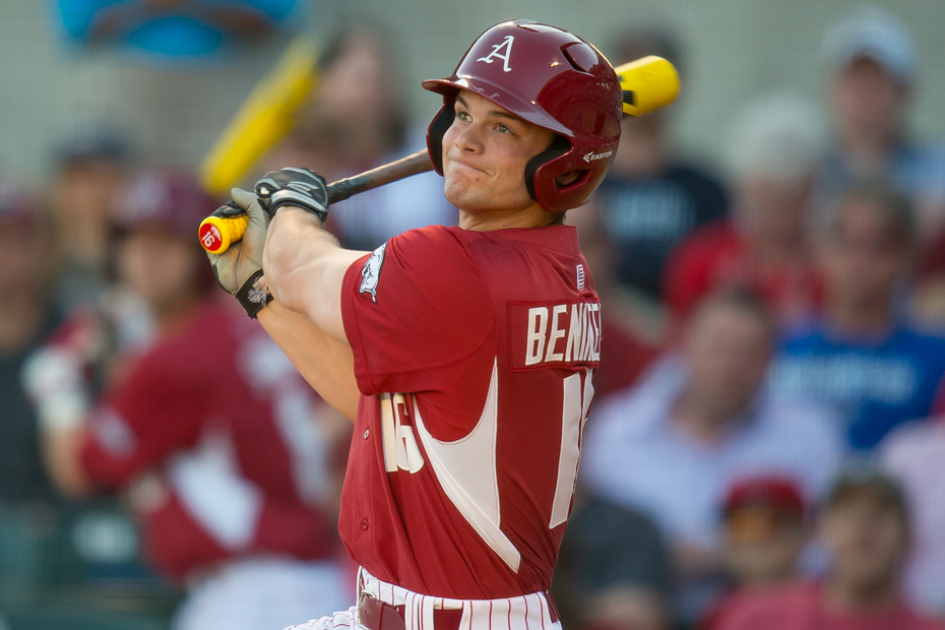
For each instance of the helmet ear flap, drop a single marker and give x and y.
(559, 146)
(441, 122)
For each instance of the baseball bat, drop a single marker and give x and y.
(218, 233)
(647, 84)
(263, 118)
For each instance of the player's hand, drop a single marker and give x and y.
(298, 187)
(239, 268)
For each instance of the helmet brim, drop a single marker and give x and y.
(517, 106)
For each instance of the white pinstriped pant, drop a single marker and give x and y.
(527, 612)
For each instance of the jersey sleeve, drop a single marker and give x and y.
(156, 410)
(414, 307)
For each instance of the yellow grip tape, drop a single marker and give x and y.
(218, 233)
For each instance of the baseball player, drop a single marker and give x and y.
(463, 354)
(208, 426)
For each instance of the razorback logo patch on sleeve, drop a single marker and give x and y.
(371, 272)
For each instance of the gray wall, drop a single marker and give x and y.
(735, 49)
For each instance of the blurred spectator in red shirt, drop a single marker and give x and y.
(773, 152)
(357, 121)
(865, 526)
(652, 198)
(221, 445)
(697, 422)
(873, 75)
(91, 169)
(764, 523)
(25, 320)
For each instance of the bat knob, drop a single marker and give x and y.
(216, 234)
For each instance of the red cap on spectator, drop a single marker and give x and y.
(779, 493)
(170, 200)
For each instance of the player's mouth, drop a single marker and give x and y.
(464, 166)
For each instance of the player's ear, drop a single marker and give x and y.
(566, 179)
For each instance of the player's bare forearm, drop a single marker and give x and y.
(305, 268)
(326, 363)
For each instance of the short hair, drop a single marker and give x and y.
(881, 194)
(863, 477)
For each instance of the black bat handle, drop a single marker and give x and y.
(414, 164)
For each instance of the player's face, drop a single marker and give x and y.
(485, 151)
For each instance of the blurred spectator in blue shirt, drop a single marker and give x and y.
(162, 30)
(652, 198)
(874, 71)
(875, 369)
(674, 445)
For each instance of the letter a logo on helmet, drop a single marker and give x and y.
(497, 52)
(561, 83)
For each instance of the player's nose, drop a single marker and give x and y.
(469, 139)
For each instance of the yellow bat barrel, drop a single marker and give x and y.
(648, 84)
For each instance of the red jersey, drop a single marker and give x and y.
(227, 425)
(474, 353)
(801, 607)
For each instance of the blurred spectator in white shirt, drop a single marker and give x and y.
(674, 445)
(914, 454)
(873, 75)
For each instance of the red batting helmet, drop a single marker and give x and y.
(551, 79)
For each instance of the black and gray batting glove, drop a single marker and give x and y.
(239, 269)
(298, 187)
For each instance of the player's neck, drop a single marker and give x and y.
(531, 217)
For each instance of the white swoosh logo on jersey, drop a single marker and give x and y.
(461, 467)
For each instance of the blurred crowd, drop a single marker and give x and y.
(764, 450)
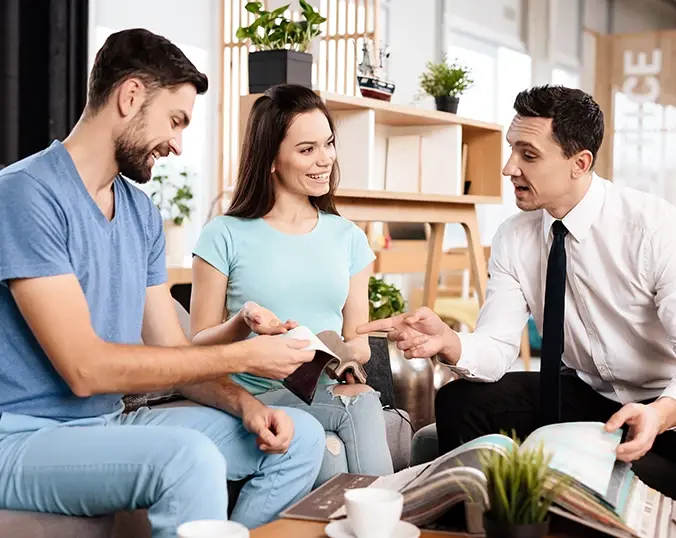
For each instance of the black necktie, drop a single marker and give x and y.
(552, 328)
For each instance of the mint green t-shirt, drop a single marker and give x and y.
(303, 277)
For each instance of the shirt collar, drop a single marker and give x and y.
(578, 221)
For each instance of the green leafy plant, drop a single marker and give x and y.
(171, 199)
(385, 300)
(443, 79)
(271, 30)
(521, 485)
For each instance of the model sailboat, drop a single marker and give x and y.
(369, 75)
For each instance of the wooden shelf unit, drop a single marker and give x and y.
(404, 149)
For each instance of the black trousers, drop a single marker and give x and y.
(466, 410)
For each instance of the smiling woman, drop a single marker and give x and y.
(283, 252)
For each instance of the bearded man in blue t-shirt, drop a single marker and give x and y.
(86, 316)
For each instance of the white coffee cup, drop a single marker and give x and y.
(373, 512)
(212, 528)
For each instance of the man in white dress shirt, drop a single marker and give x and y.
(619, 276)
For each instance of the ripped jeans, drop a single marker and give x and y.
(355, 430)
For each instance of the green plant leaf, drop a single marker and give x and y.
(254, 7)
(444, 79)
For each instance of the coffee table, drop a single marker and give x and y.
(292, 528)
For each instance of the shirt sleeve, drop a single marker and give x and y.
(157, 260)
(33, 230)
(361, 254)
(215, 245)
(489, 352)
(659, 262)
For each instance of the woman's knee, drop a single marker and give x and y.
(350, 390)
(308, 431)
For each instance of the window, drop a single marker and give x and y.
(499, 73)
(565, 77)
(643, 140)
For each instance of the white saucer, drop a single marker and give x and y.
(342, 529)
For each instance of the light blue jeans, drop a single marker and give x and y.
(356, 440)
(170, 460)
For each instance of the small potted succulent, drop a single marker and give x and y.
(521, 489)
(281, 45)
(445, 82)
(171, 192)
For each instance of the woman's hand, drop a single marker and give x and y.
(261, 321)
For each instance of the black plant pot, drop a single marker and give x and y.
(446, 103)
(269, 68)
(500, 529)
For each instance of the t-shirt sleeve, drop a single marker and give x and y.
(157, 260)
(361, 254)
(33, 230)
(215, 245)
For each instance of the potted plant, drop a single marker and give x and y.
(281, 45)
(172, 195)
(385, 300)
(521, 488)
(445, 82)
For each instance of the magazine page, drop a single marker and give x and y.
(467, 455)
(303, 333)
(583, 451)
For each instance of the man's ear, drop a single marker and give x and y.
(582, 163)
(130, 96)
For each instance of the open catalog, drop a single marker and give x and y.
(332, 355)
(599, 491)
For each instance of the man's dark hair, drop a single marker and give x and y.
(577, 120)
(139, 53)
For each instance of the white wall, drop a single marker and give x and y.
(633, 16)
(412, 42)
(194, 27)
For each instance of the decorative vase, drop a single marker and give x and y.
(174, 236)
(502, 529)
(446, 103)
(269, 68)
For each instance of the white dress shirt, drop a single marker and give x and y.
(620, 306)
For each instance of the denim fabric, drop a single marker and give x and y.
(172, 461)
(356, 440)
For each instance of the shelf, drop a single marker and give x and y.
(402, 149)
(417, 197)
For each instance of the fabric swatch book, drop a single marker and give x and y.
(601, 493)
(332, 355)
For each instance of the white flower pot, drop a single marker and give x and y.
(175, 244)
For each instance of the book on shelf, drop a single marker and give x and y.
(332, 355)
(599, 492)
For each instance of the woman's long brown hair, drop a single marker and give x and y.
(268, 122)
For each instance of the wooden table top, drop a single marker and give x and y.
(283, 528)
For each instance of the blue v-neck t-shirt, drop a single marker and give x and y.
(50, 225)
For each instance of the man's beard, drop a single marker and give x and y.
(132, 157)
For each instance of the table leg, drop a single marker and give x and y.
(434, 252)
(476, 252)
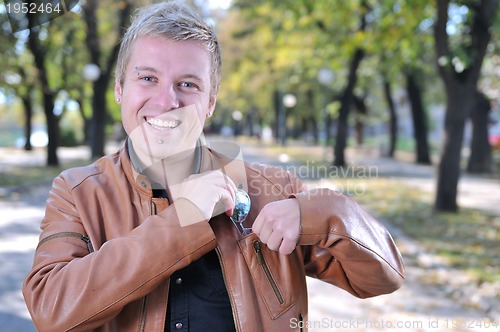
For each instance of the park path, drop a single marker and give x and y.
(433, 298)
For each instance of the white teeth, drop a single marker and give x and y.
(163, 124)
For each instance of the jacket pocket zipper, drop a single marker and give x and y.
(84, 238)
(262, 262)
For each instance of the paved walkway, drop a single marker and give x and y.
(434, 297)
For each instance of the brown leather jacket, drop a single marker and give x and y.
(107, 250)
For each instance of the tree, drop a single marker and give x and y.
(459, 65)
(480, 160)
(105, 63)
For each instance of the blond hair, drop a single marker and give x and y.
(175, 21)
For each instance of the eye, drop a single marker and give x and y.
(148, 78)
(188, 85)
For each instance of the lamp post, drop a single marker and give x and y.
(91, 73)
(289, 100)
(237, 117)
(325, 78)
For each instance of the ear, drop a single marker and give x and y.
(211, 106)
(118, 92)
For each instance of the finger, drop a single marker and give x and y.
(287, 246)
(228, 201)
(274, 241)
(257, 225)
(265, 233)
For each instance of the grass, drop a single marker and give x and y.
(25, 175)
(469, 240)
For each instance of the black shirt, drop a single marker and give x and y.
(198, 299)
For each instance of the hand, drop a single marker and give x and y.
(278, 225)
(212, 192)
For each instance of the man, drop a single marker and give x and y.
(142, 240)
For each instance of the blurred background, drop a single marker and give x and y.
(394, 102)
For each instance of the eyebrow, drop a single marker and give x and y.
(145, 68)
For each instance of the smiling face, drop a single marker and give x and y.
(165, 96)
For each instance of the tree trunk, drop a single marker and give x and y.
(48, 96)
(359, 125)
(449, 166)
(345, 108)
(28, 115)
(347, 96)
(100, 112)
(480, 160)
(393, 119)
(461, 88)
(419, 120)
(52, 129)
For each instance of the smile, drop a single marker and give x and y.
(160, 124)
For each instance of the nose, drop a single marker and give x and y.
(167, 98)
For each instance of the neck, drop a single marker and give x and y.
(167, 171)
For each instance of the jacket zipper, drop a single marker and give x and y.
(143, 313)
(84, 238)
(217, 250)
(262, 262)
(152, 211)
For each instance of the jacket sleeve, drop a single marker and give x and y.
(345, 246)
(70, 288)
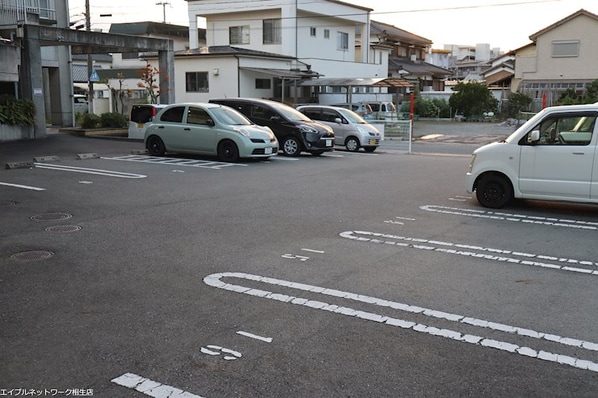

* [What the exercise asks] Find every line in the records that contains the word "tree" and copy each such line out in full.

* [Exercise result]
For each instance of the tree, drop a single marker and give x and y.
For each instance of the tree trunk, drop a single marker and give x and y.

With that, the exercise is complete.